───── Source passage ─────

# Would a mobile app to help hitchhikers be worth the effort/money?



## live4themusic (Aug 10, 2010)

I'm planning a service I want to start kind of like Couchsurfing. I'm a computer science major, couchsurfer, and free spirit myself and want to do something that will A) help reduce the amount of gas required for people to travel by filling as many seats as possible B) safely help people needing rides find people willing to give rides (whether the people offering rides are wanting gas money could be something they set up in preferences) and C) help people meet other interesting people to have good conversation with (kind of like Couchsurfing in that respect too)

Obviously there are TONS of details to iron out but here are some of my thoughts. The service would be free and donation-supported, and would be helpful for people with transportation looking for travelling buddies, as well as people who need rides. Hitchhikers/rideseekers could probably arrange rides days in advance if travellers post their planned travel in advance I guess (it would work like a rideshare website in that respect), and there would be a reference system for people to leave their thoughts on their interactions with each other for other ridesharers to make decisions on who to ride with based on (i.e. whether the person they are looking at is trustworthy). Additionally, the iphone/android app I am planning would keep users logged into their accounts and if it detects the user has been driving for more than 30 minutes (or whatever they set their preference to if they are willing to offer rides) prompt them to see if they are willing to pick up passengers and what their destination is.

I am also thinking hitchhikers could use the iphone app to see a map of people who also have the app and are travelling through their area to decide if they want to contact them. But I'm wondering if supporting that is even worth it, or is it unrealistic to think people who are hitchhiking might have phones that were capable of supporting those applications (my friends who hitchhike don't have web-capable phones).

Also, the ability to receive formatted text messages from people needing rides using registered phone numbers (such as "seeking Nashville, TN to Asheville, NC (via I-40)") would probably be useful but responding with messages providing confirmation and results of people who might be able to give them rides near them would require overhead in the number of text messages we would be sending I would think. Maybe make it known that users sending us a text requiring a response will be charged 20c per text or something added to their bill?

I would appreciate any thoughts and advice, especially pertaining to the feasibility of developing the mobile app to also support hitchhikers (obviously the service would but I mean the side of the app that would run on web-capable phones).


----------



## veggieguy12 (Aug 10, 2010)

I think this is a great idea; I don't know how it would really play out, how feasible it would be. For example, anybody who lists as willing to pickup riders without receiving payment is going to be swamped with requests, I imagine. Part of hitchhiking is that there's the deterrent risk to many because you don't know who your driver will be, and the anonymity allows some kind of generosity on the driver's part, and lack of contribution on the hitcher's part.
If roles were reversed and I was driving, I would pickup hitchhikers, but I would want some kind of contribution if I was continually picking up the same dude because he knows I have a consistent drive along a route, and he takes advantage (I mean that negatively) of my generosity in having that regular drive.

───── Dataset section ─────

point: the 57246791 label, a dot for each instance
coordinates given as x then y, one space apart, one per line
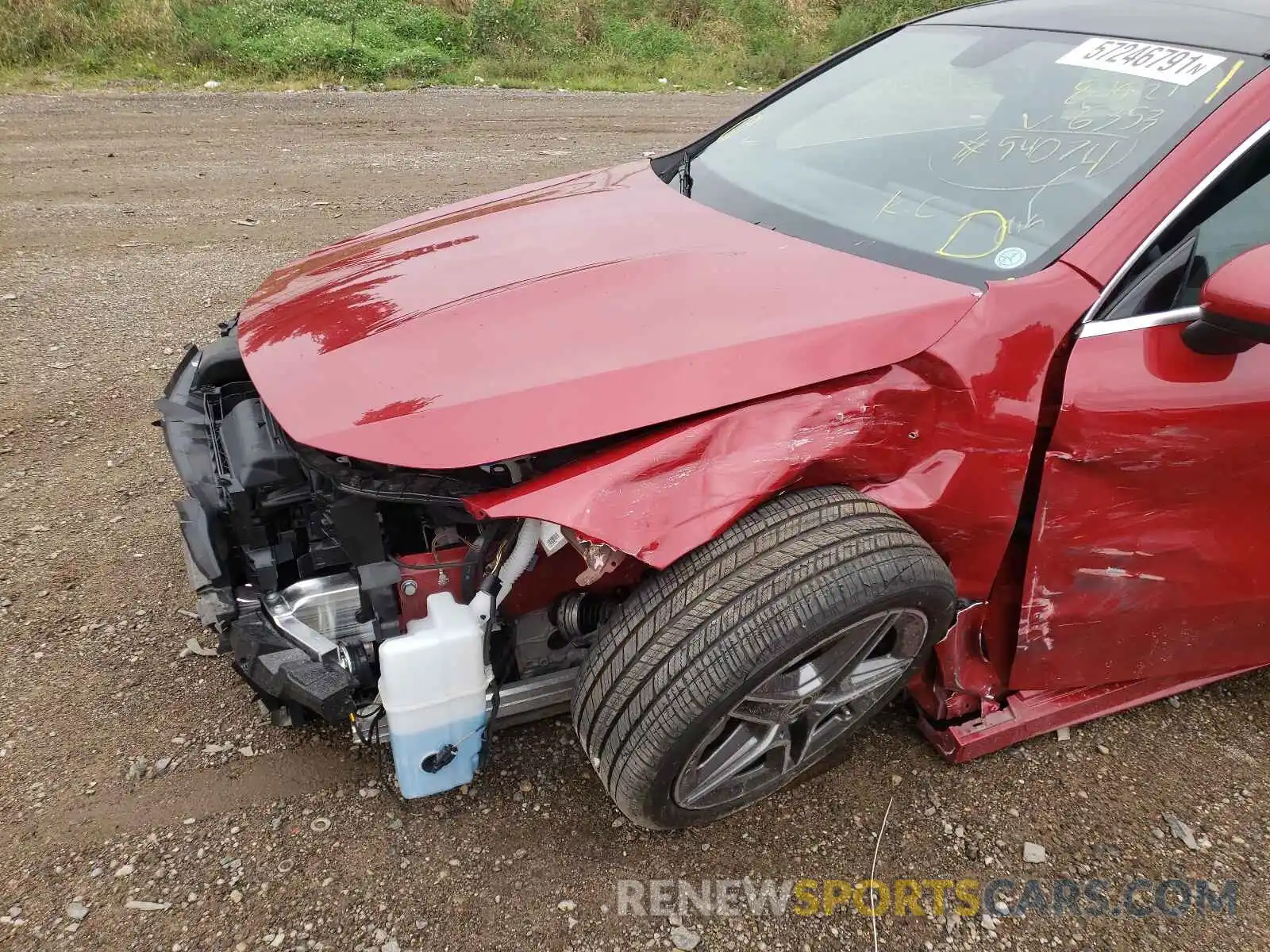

─────

• **Stated task 1**
Quote the hitchhiking app thread from "I am also thinking" to "have web-capable phones).".
• **Stated task 2**
List the three goals the first post in the hitchhiking app thread labels A), B) and C).
• **Stated task 3**
Answer these questions from the hitchhiking app thread.
(a) After how many minutes of detected driving would the planned app prompt users about picking up passengers, unless they set a different preference?
(b) What per-text charge does the first post suggest for users who send a text requiring a response?
(c) According to veggieguy12, who is going to be swamped with requests?
The listing comes from a different source than the hitchhiking app thread.

• **Task solution 1**
I am also thinking hitchhikers could use the iphone app to see a map of people who also have the app and are travelling through their area to decide if they want to contact them. But I'm wondering if supporting that is even worth it, or is it unrealistic to think people who are hitchhiking might have phones that were capable of supporting those applications (my friends who hitchhike don't have web-capable phones).

• **Task solution 2**
A) Reduce the amount of gas required for people to travel by filling as many seats as possible.
B) Safely help people needing rides find people willing to give rides.
C) Help people meet other interesting people to have good conversation with.

• **Task solution 3**
(a) 30 minutes.
(b) 20c per text.
(c) Anybody who lists as willing to pick up riders without receiving payment.